• **Exercise description**
Where a line below holds the string "white", that line goes into the answer.

Records from a collection

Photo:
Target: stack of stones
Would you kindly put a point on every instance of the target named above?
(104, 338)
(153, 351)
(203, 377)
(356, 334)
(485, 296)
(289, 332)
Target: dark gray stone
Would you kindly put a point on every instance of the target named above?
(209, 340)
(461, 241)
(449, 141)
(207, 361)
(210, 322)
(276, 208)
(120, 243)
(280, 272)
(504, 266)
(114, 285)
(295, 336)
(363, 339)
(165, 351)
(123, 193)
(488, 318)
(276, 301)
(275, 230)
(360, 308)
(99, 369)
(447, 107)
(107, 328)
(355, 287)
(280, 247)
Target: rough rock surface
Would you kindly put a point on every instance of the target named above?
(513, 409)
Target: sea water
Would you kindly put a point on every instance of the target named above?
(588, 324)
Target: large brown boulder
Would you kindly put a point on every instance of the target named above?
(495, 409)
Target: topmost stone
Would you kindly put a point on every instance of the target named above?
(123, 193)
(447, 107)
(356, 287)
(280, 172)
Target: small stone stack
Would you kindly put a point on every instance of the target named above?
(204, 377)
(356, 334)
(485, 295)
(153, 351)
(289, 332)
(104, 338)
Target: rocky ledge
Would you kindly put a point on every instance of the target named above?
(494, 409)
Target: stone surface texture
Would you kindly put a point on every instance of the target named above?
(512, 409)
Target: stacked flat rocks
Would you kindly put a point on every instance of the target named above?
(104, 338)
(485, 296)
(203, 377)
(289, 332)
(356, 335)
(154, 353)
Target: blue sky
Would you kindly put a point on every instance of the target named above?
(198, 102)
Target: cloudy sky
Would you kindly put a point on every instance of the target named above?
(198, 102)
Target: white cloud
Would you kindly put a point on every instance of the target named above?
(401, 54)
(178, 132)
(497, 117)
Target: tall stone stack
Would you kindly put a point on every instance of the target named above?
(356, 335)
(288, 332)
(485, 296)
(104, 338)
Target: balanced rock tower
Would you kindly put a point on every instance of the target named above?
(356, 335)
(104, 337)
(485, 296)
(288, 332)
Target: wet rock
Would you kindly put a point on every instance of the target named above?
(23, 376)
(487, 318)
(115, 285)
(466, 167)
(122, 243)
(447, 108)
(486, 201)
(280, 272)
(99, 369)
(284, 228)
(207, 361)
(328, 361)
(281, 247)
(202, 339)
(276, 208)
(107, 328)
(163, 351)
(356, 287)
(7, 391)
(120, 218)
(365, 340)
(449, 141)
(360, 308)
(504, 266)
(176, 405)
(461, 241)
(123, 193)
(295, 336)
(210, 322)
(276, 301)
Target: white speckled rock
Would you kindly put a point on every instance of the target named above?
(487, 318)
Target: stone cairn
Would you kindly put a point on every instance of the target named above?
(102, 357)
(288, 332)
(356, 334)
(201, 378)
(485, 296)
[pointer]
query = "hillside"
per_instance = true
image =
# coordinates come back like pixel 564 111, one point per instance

• **Expected output**
Target: white cloud
Target: white speckled rock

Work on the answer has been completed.